### Materials provided

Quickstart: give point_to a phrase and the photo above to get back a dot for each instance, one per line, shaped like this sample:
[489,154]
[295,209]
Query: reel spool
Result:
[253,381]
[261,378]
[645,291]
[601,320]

######

> [To do] Reproduce the listing above line for line, with no changes to any character.

> [Full solution]
Quickstart: give point_to a phrase and the photo above to get back a dot for each instance, one per line, shaped like this sample:
[489,154]
[295,209]
Query: reel spool
Result:
[253,381]
[261,378]
[645,291]
[601,320]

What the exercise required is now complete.